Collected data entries

════

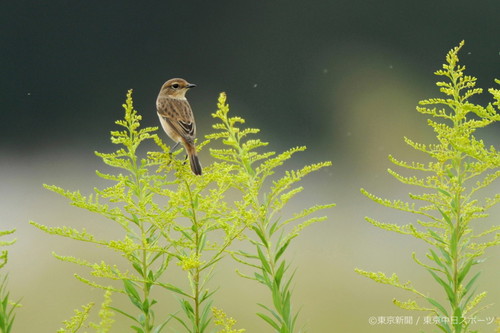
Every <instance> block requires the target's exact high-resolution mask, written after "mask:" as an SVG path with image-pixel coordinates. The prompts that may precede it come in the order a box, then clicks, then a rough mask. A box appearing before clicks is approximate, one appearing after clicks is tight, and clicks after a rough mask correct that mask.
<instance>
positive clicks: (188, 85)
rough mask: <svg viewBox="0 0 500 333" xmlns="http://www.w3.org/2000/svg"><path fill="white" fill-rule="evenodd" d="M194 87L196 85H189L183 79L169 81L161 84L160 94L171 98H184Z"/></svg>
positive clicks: (178, 79)
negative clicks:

════

- _Problem requirements_
Print all data above verbatim, except pictures.

- _Output_
Every <instance> block requires the target's exact high-resolution mask, written after "mask:" as an SVG path with image-pixel coordinates. The prompts that may precede it come in the order a box, then clicks, then a rough mask. A box appearing before clicks is approximate, one appearing after clicks is tight, and clicks after a rough mask correct that mask.
<instance>
positive clicks: (188, 85)
rough mask: <svg viewBox="0 0 500 333" xmlns="http://www.w3.org/2000/svg"><path fill="white" fill-rule="evenodd" d="M194 87L196 85H189L183 79L169 81L161 84L160 94L171 98H184Z"/></svg>
positive clicks: (178, 79)
negative clicks:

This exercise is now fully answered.